-- Your tasks --
- a) In the op-ed, how many years has the author's career in finance lasted?
- b) Turn the op-ed paragraph beginning "My concern is compounded" into a short bulleted list of its main points.

-- Passage shown --

>>>>>

Blackstone Blog
12

Sep

2011

An Olive Branch to Obama: I will Share the Pain - By Steve Schwarzman

The following op-ed by Mr. Schwarzman ran in the Financial Times.

President Barack Obama’s unusual address on America‘s economic woes to a joint session of Congress is vivid evidence of the problems we face. Growth in the first half of 2011 has almost stalled and we could slip into another recession. If that happens, the pain could last far longer than in the prior downturn because many weapons used then are no longer available. The Federal Reserve has exhausted its conventional resources and another huge stimulus package is politically unachievable. For the first time in my 40-year career in finance, I am genuinely concerned by our long-term economic prospects.

My concern is compounded because our ability to make economic decisions has become paralysed by political and social divisions. This problem began when the administration sought to attribute blame for the financial and economic crisis and alienated large segments of the business and banking community. They cast them as villains regardless of their culpability. Predictably, business reacted with fear and limited economic expansion, hiring and new lending. A second response to this was the rise of the Tea Party, which in turn attacked the administration and the Democrats. Unless we end targeted class warfare in the US, we cannot solve our economic problems or stop a long period of potential decline.

<<<<<

(Referring expression pointing data)
>>>>>

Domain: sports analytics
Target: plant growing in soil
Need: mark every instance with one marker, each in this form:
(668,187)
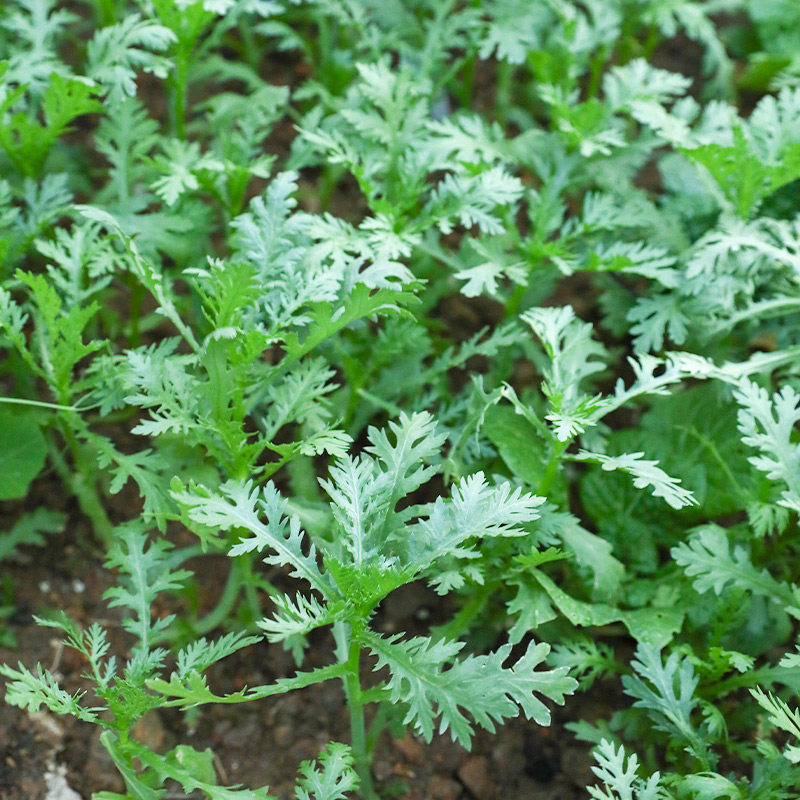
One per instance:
(492,297)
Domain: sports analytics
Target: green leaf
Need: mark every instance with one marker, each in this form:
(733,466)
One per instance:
(645,473)
(239,505)
(22,453)
(518,443)
(428,678)
(652,626)
(28,530)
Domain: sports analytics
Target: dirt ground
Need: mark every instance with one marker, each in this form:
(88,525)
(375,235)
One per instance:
(47,757)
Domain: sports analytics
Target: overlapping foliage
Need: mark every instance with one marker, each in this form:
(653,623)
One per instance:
(483,295)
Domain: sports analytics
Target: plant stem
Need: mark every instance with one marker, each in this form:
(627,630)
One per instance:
(355,704)
(79,479)
(237,577)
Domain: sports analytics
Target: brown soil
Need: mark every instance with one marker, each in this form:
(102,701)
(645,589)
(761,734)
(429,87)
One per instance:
(260,743)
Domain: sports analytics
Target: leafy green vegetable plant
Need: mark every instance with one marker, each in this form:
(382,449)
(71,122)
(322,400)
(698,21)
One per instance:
(490,296)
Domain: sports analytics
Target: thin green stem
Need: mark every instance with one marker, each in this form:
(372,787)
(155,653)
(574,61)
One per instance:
(355,705)
(237,577)
(552,468)
(80,480)
(18,401)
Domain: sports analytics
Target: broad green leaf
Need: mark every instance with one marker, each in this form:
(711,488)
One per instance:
(22,453)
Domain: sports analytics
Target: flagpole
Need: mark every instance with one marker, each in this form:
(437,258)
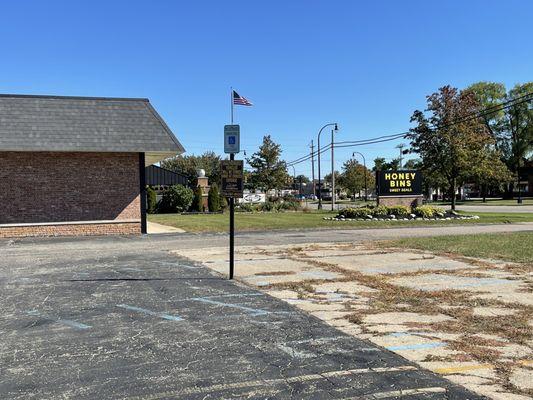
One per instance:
(231,100)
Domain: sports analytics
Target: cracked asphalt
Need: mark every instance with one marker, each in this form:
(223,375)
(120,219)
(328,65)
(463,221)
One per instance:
(121,318)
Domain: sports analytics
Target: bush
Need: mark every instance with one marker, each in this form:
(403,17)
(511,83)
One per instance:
(245,207)
(269,206)
(197,202)
(400,211)
(151,200)
(213,199)
(427,211)
(380,211)
(176,198)
(290,205)
(360,212)
(223,202)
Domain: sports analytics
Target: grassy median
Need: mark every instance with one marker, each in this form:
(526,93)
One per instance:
(310,220)
(516,246)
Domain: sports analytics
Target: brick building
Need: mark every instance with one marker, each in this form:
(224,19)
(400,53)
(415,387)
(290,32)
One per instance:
(76,165)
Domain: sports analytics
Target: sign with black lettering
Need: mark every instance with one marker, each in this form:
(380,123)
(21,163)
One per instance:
(232,172)
(399,183)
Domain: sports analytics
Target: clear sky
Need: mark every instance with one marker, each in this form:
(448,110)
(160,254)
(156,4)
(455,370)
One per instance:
(365,64)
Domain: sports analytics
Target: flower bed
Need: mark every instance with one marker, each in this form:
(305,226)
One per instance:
(398,213)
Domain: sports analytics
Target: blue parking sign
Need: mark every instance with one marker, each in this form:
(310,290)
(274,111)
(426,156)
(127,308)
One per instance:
(232,139)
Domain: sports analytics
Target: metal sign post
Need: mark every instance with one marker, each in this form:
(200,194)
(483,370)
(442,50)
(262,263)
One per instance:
(232,172)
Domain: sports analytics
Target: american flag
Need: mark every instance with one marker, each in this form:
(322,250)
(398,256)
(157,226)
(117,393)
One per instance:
(239,100)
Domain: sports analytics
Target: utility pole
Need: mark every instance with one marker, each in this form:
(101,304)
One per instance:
(313,168)
(401,146)
(332,174)
(318,152)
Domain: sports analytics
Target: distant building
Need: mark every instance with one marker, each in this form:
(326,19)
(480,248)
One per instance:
(76,165)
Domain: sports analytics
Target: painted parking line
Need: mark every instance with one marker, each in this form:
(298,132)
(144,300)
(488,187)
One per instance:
(473,367)
(149,312)
(293,379)
(67,322)
(401,393)
(253,311)
(416,346)
(175,264)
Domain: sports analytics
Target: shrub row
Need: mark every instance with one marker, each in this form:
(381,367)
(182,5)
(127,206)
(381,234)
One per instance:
(270,206)
(178,198)
(398,211)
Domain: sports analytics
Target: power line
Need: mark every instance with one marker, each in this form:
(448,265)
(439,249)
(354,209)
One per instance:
(385,138)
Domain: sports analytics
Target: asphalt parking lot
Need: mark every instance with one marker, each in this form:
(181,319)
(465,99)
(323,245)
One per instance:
(85,319)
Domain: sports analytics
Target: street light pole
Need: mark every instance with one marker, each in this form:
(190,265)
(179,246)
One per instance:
(319,180)
(293,176)
(313,169)
(364,165)
(332,173)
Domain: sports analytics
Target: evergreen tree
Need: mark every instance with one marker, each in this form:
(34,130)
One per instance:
(213,199)
(269,172)
(197,203)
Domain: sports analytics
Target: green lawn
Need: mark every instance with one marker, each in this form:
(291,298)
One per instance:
(490,202)
(308,220)
(516,247)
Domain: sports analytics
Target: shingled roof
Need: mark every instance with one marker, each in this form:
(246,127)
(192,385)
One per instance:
(84,124)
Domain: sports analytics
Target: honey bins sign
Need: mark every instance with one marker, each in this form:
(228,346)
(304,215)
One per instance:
(399,183)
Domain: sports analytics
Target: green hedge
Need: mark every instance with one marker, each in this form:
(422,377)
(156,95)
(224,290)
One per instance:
(398,211)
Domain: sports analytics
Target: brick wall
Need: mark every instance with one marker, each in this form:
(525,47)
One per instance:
(89,229)
(47,187)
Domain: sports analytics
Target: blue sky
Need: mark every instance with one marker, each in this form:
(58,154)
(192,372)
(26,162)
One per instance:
(367,65)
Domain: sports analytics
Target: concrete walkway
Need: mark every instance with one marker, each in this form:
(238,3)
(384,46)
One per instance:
(155,228)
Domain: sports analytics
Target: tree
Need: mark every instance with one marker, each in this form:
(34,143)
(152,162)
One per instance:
(327,178)
(303,179)
(381,165)
(213,198)
(151,200)
(176,198)
(512,128)
(197,202)
(489,95)
(190,164)
(268,171)
(453,152)
(519,122)
(353,177)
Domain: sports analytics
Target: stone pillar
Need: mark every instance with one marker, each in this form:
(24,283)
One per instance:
(203,183)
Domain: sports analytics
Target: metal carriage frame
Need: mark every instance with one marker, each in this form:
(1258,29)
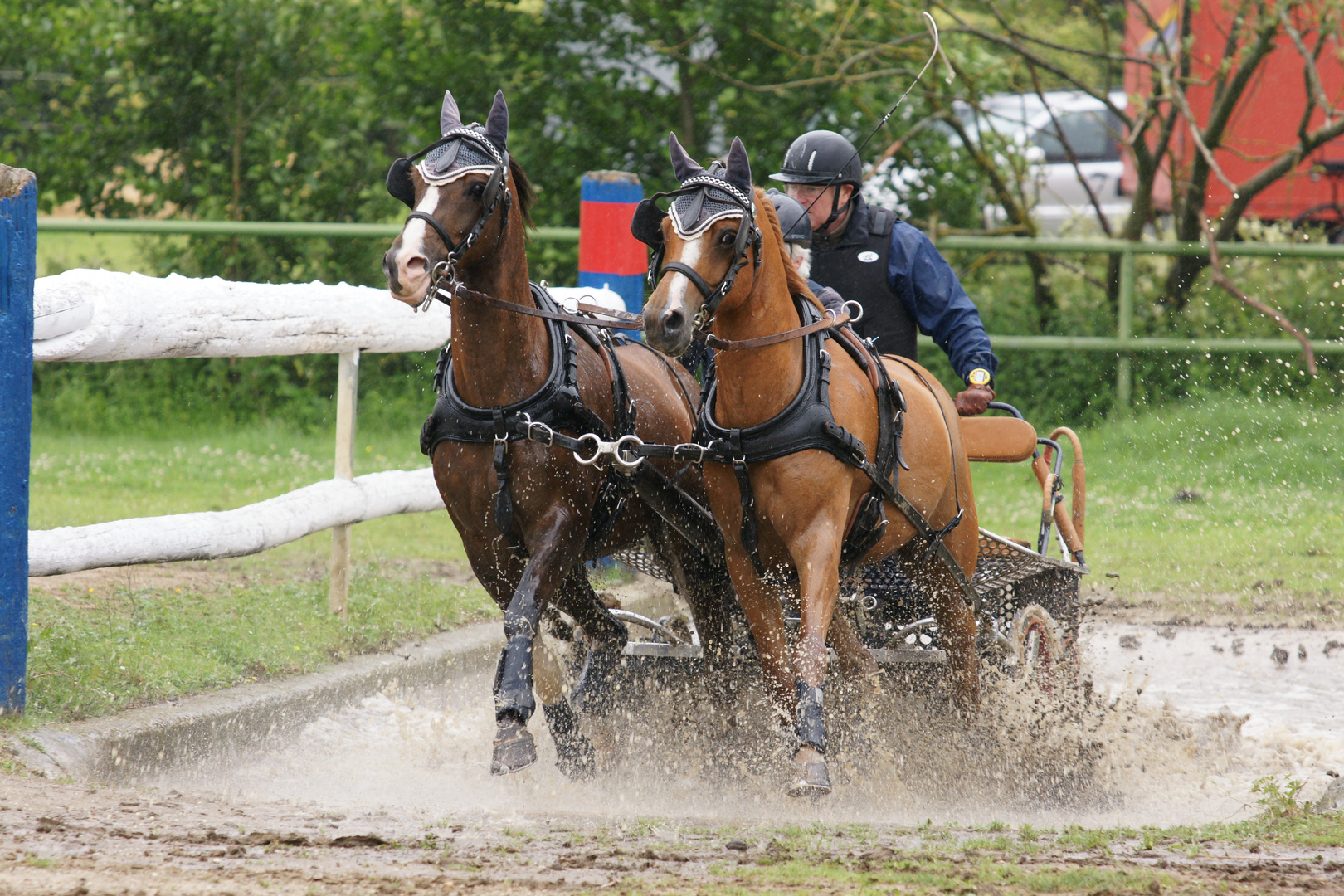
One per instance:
(1030,601)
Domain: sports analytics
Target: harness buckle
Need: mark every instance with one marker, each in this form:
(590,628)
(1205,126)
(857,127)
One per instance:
(597,449)
(689,446)
(616,449)
(548,434)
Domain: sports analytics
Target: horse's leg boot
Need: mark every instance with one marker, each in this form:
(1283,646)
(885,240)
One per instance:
(811,779)
(574,754)
(514,748)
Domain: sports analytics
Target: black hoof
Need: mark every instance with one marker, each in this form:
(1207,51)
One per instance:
(811,779)
(594,691)
(514,748)
(574,755)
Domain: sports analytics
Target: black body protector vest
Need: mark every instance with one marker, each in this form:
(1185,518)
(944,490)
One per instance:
(856,268)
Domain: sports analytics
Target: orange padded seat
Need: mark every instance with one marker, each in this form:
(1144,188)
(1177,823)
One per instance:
(997,440)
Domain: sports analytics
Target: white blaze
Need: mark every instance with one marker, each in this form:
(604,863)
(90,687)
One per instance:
(689,256)
(413,236)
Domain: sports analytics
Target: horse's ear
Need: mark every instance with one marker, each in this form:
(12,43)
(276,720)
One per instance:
(682,163)
(449,117)
(496,127)
(739,167)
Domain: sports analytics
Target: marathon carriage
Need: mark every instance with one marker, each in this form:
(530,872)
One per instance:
(1029,597)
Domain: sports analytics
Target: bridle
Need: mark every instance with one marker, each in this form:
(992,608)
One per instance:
(647,226)
(496,192)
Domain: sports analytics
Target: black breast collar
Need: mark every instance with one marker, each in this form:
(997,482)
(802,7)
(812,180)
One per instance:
(555,406)
(810,423)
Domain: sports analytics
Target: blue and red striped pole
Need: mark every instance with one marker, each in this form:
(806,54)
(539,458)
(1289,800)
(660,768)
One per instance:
(609,256)
(17,269)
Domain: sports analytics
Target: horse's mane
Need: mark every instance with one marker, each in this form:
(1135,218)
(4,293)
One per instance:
(524,190)
(797,282)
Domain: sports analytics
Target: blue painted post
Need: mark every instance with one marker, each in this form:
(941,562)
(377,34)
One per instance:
(17,270)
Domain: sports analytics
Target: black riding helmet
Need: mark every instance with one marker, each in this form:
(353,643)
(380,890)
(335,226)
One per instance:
(793,218)
(823,158)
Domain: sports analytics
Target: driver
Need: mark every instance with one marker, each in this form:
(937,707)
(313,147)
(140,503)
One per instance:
(867,254)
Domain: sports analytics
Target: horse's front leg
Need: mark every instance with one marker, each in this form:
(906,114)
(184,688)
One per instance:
(765,620)
(553,553)
(816,551)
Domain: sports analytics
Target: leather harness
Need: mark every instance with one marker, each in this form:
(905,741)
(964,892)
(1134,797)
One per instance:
(808,423)
(555,406)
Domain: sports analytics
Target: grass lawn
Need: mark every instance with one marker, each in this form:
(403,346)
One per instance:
(60,251)
(106,640)
(1266,533)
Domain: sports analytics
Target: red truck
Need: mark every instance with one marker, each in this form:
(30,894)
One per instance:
(1264,124)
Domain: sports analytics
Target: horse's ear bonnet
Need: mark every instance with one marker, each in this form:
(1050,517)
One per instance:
(461,149)
(704,197)
(726,190)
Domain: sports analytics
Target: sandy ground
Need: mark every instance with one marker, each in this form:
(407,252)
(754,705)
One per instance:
(67,839)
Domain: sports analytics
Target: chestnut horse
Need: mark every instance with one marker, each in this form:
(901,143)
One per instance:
(527,509)
(806,501)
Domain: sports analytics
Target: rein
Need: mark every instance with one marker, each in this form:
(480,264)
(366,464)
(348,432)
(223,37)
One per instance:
(624,320)
(738,344)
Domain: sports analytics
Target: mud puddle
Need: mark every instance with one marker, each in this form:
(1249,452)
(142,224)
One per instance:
(1172,726)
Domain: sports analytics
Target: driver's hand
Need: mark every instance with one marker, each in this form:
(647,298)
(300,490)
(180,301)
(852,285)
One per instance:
(973,401)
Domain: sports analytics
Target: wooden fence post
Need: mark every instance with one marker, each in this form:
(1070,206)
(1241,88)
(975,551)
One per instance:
(347,402)
(17,271)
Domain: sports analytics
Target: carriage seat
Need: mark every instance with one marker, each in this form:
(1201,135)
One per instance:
(997,440)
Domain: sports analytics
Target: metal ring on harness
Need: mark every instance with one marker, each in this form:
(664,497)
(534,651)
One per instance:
(620,446)
(678,448)
(597,449)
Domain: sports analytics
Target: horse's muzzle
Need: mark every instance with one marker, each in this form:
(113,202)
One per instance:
(668,331)
(407,275)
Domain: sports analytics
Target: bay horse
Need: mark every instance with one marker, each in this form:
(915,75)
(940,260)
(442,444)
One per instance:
(804,501)
(509,386)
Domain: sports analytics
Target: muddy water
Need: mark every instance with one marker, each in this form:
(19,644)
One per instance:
(1163,726)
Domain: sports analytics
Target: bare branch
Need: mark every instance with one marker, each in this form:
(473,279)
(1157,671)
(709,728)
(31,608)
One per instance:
(1313,77)
(1222,280)
(1040,61)
(777,88)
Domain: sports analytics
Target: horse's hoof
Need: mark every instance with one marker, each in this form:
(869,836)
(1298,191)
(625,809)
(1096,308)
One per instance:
(812,779)
(514,750)
(593,691)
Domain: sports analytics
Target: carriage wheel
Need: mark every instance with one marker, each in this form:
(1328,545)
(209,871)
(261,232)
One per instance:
(1038,648)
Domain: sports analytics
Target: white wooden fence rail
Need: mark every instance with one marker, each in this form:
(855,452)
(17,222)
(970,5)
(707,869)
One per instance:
(105,316)
(233,533)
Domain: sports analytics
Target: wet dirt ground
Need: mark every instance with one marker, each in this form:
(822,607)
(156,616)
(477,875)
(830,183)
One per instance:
(1171,726)
(74,840)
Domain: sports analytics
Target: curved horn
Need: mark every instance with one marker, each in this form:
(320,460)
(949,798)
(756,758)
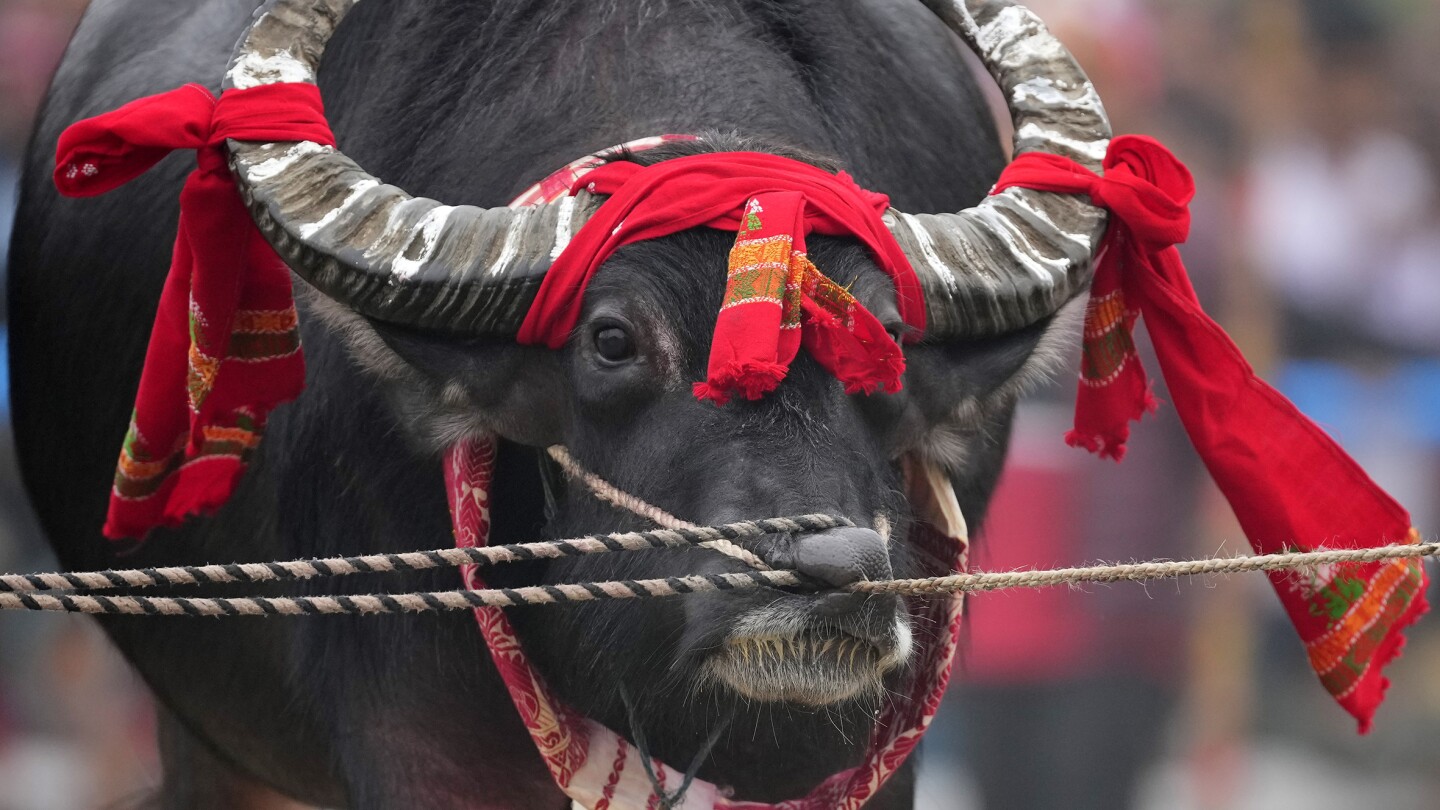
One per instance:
(370,245)
(1020,255)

<<<<<

-- Task results --
- a) 40 years.

- b)
- Political and social divisions have paralyzed the country's ability to make economic decisions.
- The problem began when the administration tried to assign blame for the financial and economic crisis. It alienated much of the business and banking community by casting them as villains regardless of their culpability.
- Business reacted with fear and limited economic expansion, hiring and new lending.
- In a second response, the Tea Party rose and attacked the administration and the Democrats.
- Unless targeted class warfare in the US ends, the country cannot solve its economic problems or stop a long period of potential decline.